• EXTRACTED DATA
=-=-=

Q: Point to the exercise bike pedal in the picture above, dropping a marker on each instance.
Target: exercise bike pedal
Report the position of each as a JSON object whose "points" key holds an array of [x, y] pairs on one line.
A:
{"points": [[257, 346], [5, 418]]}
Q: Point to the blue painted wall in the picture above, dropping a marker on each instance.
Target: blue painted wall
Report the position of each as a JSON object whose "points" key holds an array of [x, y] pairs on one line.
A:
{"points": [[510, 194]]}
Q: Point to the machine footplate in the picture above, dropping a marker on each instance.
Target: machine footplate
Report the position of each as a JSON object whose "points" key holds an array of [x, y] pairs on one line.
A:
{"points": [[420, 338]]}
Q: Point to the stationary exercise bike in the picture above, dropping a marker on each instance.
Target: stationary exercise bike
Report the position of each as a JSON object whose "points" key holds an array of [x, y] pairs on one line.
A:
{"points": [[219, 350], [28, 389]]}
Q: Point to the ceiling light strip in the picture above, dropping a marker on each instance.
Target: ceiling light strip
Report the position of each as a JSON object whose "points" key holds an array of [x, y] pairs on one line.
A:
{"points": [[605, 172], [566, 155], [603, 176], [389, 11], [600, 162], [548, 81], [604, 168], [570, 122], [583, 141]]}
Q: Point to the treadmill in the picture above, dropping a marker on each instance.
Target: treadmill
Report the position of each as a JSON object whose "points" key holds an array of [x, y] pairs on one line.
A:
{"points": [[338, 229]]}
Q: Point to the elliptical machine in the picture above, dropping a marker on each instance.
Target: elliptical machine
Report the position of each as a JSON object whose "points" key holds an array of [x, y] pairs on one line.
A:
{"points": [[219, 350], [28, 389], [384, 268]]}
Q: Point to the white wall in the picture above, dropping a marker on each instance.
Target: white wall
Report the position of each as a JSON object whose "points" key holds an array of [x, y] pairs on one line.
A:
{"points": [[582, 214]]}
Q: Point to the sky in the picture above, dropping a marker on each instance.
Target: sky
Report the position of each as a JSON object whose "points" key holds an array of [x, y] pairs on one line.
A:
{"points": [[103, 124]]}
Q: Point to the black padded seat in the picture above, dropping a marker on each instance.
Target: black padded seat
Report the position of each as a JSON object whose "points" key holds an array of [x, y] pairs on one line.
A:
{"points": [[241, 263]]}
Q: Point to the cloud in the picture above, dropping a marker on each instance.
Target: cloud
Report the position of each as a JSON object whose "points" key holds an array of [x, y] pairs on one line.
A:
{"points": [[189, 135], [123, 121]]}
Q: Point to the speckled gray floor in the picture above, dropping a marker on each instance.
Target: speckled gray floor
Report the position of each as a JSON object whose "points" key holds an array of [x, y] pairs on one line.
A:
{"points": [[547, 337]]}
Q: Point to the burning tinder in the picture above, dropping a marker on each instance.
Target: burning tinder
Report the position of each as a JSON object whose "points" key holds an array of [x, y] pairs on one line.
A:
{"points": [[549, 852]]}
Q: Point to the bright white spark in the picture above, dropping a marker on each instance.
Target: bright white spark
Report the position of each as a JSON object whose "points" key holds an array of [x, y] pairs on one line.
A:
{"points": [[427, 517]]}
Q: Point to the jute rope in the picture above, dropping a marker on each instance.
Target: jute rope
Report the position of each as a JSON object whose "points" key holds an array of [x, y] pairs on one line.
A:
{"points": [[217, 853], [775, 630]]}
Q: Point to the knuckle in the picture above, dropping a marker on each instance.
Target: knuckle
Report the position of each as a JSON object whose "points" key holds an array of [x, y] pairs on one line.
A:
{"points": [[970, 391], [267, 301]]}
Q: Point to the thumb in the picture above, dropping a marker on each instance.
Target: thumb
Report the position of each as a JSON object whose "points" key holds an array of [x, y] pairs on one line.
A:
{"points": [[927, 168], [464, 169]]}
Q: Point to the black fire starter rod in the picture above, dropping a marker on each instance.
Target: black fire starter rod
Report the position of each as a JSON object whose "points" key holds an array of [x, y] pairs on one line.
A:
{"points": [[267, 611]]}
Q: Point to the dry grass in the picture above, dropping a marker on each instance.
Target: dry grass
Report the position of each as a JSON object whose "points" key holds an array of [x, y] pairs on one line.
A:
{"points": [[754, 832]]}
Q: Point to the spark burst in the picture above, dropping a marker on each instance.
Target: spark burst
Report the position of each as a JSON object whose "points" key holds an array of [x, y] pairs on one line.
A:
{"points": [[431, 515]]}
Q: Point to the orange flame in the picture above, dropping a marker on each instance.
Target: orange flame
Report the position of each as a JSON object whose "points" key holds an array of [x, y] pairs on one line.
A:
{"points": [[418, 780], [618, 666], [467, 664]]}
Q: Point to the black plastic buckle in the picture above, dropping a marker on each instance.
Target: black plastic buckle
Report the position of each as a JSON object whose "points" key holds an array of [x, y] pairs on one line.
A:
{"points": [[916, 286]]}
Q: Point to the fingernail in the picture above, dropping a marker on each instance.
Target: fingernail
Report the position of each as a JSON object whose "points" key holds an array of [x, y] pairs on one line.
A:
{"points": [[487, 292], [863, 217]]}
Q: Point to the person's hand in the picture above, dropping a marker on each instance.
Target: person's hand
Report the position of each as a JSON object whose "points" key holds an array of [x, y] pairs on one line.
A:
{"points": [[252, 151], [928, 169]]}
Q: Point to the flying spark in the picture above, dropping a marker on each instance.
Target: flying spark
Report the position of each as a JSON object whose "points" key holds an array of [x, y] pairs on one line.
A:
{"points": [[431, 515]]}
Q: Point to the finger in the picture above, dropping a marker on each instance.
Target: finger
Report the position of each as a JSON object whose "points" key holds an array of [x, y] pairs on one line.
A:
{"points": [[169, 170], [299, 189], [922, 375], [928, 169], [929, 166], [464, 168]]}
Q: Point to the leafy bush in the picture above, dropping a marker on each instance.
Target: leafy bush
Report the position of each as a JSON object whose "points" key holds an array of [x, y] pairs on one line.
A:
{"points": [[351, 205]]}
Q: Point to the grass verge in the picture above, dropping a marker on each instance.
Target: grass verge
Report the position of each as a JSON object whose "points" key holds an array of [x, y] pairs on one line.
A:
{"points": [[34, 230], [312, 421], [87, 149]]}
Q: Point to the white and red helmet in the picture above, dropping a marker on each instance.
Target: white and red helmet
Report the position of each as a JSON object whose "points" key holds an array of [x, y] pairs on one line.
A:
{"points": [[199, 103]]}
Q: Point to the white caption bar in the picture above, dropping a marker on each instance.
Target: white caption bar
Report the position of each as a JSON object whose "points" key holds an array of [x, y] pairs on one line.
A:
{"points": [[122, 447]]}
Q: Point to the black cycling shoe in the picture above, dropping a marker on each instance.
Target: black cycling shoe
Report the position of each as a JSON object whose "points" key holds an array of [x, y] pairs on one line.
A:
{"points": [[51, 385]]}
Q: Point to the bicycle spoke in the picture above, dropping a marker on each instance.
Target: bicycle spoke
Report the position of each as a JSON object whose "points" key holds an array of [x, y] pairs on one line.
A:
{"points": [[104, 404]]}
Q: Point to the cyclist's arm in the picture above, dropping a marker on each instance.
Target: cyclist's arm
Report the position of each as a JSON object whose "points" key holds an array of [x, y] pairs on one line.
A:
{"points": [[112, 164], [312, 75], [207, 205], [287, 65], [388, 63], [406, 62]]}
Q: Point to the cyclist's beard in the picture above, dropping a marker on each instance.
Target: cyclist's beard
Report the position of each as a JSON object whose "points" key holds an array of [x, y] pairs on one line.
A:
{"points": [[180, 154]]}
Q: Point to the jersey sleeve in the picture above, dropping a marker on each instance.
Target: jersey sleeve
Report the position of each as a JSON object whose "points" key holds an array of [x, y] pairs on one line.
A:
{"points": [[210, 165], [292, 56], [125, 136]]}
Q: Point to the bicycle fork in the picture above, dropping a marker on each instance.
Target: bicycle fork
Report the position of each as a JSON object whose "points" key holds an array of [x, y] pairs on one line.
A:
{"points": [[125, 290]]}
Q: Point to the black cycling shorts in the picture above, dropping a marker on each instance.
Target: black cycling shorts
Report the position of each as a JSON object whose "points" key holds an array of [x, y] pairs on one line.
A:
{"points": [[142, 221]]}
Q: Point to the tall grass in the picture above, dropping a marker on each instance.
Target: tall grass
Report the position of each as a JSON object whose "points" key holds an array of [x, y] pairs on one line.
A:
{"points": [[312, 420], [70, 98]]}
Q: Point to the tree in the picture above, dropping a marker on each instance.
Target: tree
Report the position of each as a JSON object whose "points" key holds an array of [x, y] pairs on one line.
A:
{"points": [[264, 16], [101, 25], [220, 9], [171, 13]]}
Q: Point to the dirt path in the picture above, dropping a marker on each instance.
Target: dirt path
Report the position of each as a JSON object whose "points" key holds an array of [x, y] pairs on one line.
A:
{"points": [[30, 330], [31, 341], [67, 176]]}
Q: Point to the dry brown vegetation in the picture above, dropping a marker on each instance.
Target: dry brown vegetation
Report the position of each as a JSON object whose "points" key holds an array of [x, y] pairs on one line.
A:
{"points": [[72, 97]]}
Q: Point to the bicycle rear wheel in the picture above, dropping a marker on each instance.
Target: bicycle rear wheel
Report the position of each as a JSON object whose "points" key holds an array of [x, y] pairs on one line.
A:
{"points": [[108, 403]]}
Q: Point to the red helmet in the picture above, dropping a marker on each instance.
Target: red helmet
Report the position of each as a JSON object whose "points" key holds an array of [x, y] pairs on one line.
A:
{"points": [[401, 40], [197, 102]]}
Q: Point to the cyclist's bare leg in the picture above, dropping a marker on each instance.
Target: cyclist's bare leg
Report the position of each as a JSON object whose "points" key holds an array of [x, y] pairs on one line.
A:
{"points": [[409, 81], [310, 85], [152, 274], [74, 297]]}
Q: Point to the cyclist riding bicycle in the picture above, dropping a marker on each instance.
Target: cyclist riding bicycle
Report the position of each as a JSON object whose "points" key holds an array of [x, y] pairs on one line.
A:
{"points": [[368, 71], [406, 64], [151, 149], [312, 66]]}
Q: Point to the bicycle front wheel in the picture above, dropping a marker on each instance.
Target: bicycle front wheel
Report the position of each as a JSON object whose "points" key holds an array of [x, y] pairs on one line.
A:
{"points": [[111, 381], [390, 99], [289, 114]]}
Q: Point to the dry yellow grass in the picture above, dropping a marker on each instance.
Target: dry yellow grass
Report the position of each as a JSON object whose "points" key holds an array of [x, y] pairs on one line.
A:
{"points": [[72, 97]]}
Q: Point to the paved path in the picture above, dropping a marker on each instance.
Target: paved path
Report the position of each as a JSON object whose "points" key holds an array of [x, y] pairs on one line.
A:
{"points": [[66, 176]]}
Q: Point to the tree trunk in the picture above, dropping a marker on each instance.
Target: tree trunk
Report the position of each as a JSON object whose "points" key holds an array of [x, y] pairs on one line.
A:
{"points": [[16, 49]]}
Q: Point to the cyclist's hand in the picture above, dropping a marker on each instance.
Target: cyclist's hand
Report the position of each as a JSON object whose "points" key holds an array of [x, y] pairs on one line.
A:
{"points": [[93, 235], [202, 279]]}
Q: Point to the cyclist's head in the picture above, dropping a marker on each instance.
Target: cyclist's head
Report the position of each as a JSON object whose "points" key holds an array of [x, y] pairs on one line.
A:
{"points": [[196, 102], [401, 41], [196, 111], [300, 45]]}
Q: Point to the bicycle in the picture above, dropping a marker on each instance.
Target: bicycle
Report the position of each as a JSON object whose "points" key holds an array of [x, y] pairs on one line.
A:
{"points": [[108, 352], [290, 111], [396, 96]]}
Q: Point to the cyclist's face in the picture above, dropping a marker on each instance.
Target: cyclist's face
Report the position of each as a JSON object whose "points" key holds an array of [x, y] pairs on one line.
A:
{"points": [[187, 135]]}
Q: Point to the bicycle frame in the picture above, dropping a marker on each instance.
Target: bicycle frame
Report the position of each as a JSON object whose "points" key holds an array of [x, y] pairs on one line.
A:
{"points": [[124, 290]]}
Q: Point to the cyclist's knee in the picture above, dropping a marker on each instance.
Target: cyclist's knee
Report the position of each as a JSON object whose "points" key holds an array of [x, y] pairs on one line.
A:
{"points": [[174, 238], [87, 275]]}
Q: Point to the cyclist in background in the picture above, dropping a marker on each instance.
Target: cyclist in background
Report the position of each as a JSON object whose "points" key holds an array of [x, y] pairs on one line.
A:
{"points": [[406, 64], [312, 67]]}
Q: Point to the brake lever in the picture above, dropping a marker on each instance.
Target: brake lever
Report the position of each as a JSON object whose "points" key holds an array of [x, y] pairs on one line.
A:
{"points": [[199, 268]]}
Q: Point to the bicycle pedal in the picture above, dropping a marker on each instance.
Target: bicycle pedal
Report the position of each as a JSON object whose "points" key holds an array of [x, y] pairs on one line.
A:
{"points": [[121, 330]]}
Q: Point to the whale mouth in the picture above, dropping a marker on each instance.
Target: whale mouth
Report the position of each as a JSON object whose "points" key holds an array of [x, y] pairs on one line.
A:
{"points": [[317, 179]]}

=-=-=

• WRITTEN EXERCISE
Repeat the line containing "Q: Point to the bicycle pedal" and all subsequent lines through the final line of the data, exactly and with no others.

• WORKED SOLUTION
Q: Point to the bicycle pedal in the picture above, dropping a marker on each instance.
Target: bicycle pedal
Report the position of each as a JSON object whose "points" key holds an array of [x, y] pairs on one line.
A:
{"points": [[121, 330]]}
Q: Point to the whale mouth in the picture above, dropping a marker on each instance.
Target: whale mouth
Report the position of each as a JSON object whose "points" key holds an array of [x, y] pairs on one line.
A:
{"points": [[317, 179]]}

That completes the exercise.